Please copy each line below that contains the string "netted".

++++ AVAILABLE DATA

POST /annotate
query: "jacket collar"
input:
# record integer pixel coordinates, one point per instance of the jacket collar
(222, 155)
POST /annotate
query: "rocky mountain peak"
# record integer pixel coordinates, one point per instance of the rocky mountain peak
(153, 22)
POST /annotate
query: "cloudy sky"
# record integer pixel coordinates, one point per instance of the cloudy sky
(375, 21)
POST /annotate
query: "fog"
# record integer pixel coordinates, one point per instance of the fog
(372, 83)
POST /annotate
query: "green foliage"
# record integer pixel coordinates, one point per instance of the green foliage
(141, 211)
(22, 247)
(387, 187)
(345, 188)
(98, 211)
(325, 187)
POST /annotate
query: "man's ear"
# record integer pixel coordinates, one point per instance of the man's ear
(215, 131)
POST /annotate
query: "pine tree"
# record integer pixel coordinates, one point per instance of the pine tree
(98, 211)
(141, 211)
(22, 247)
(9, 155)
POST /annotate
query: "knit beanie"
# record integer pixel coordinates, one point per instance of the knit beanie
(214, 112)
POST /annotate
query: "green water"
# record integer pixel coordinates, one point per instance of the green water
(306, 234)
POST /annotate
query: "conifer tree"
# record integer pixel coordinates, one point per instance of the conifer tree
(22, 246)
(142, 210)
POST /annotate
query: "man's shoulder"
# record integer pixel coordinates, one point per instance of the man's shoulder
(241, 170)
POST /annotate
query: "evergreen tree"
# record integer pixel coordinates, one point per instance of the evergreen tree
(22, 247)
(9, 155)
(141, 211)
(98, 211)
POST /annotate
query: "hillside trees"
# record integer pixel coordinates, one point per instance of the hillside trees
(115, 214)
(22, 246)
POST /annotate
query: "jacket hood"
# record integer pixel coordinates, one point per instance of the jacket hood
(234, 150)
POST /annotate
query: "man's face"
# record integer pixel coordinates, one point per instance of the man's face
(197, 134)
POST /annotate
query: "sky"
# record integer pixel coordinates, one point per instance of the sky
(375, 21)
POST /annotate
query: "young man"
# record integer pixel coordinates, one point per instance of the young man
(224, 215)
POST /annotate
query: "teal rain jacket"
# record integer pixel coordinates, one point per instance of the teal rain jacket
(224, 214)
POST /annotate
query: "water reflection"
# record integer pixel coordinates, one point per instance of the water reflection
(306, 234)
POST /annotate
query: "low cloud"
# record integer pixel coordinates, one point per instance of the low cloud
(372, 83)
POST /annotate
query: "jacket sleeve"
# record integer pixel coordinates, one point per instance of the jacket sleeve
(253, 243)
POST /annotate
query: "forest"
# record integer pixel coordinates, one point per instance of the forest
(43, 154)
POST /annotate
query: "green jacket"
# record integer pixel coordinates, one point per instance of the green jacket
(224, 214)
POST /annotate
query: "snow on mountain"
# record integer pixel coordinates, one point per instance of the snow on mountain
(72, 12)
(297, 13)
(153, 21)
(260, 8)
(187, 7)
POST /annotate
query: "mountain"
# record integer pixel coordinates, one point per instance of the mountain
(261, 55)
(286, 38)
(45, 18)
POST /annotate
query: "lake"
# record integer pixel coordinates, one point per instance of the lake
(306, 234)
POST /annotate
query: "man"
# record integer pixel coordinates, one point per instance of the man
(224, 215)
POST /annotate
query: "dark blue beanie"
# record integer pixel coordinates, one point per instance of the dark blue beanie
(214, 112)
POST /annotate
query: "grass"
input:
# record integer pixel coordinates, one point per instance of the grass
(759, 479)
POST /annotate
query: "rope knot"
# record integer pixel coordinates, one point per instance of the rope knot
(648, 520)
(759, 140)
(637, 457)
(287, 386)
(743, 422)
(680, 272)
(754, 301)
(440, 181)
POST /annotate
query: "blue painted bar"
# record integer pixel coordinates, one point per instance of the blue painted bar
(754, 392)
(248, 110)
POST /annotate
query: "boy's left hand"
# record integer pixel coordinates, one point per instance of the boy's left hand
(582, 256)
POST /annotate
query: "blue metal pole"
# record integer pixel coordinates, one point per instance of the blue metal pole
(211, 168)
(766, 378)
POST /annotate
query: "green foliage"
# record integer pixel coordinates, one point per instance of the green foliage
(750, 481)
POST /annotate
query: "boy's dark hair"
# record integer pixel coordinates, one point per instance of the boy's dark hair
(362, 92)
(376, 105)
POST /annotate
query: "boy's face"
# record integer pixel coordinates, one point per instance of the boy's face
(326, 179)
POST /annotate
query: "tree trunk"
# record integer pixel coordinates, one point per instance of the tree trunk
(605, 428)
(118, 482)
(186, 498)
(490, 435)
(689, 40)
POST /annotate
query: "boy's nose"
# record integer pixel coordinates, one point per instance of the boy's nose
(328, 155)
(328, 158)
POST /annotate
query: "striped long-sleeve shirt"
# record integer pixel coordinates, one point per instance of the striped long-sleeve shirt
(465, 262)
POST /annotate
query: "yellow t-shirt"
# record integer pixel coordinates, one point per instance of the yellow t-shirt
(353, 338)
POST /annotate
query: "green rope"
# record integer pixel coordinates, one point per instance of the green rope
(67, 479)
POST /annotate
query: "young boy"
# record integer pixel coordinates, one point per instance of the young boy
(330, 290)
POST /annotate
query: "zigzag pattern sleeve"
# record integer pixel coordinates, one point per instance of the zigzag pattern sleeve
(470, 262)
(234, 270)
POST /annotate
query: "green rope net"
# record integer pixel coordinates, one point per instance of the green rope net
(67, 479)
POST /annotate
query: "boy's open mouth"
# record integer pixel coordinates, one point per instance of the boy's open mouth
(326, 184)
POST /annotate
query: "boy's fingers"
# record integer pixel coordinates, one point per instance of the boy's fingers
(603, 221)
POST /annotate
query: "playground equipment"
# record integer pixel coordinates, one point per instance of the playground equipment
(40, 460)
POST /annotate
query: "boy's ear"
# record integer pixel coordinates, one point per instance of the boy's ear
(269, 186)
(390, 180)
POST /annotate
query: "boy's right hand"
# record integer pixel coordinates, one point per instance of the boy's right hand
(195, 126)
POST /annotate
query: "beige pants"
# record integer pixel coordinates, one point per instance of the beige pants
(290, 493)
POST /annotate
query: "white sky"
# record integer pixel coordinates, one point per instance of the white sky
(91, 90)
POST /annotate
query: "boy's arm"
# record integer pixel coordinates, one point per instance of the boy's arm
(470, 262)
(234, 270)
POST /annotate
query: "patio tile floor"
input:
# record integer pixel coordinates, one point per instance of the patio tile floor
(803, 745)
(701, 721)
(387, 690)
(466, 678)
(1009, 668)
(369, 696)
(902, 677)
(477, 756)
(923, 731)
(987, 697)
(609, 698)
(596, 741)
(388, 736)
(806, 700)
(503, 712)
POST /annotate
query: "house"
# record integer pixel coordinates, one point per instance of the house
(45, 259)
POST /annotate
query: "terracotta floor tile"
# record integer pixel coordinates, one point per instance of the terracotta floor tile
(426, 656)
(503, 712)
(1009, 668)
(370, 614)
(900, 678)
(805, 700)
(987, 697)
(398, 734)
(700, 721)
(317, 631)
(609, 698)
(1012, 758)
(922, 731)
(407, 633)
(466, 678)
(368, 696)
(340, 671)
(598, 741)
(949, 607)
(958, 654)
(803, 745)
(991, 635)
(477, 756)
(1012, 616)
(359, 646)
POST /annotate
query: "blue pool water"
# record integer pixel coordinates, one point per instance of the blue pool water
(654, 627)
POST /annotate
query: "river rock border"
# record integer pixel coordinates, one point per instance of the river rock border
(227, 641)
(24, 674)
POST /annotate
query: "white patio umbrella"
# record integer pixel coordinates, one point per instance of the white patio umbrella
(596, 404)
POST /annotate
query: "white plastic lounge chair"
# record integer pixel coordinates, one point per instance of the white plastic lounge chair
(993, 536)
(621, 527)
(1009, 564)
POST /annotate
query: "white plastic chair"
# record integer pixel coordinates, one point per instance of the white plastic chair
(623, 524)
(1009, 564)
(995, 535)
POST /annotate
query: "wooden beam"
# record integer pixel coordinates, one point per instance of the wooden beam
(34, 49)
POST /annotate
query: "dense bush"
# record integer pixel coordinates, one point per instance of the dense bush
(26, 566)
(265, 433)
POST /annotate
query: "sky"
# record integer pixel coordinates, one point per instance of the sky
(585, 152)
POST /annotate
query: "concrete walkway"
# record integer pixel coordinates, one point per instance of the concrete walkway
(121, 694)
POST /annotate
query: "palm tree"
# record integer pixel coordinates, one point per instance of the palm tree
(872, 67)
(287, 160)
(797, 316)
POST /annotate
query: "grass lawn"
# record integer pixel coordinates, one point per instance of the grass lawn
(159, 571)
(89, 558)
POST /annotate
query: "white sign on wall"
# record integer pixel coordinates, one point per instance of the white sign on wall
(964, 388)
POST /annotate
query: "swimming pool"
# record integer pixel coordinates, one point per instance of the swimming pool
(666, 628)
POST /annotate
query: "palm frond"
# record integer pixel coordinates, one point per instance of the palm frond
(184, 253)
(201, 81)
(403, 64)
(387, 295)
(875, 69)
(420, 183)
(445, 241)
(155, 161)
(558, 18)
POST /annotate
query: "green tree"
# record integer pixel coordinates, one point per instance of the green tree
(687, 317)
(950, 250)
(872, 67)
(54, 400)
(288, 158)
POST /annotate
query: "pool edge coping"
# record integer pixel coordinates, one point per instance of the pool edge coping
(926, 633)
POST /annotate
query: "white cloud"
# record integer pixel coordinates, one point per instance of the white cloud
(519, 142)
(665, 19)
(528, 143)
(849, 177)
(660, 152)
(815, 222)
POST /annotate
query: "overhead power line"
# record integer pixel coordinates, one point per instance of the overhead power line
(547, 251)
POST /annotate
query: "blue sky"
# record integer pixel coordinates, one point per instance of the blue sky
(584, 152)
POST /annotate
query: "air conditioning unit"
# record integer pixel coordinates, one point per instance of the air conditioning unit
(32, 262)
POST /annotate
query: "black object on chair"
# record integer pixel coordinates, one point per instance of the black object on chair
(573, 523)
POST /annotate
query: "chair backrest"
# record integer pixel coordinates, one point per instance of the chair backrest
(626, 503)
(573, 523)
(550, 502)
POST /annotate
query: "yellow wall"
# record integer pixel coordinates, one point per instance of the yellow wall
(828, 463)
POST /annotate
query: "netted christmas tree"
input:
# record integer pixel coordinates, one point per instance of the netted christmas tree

++++++++

### ANSWER TO THIS EXERCISE
query: "netted christmas tree"
# record integer pixel coordinates, one point per instance of the netted christmas tree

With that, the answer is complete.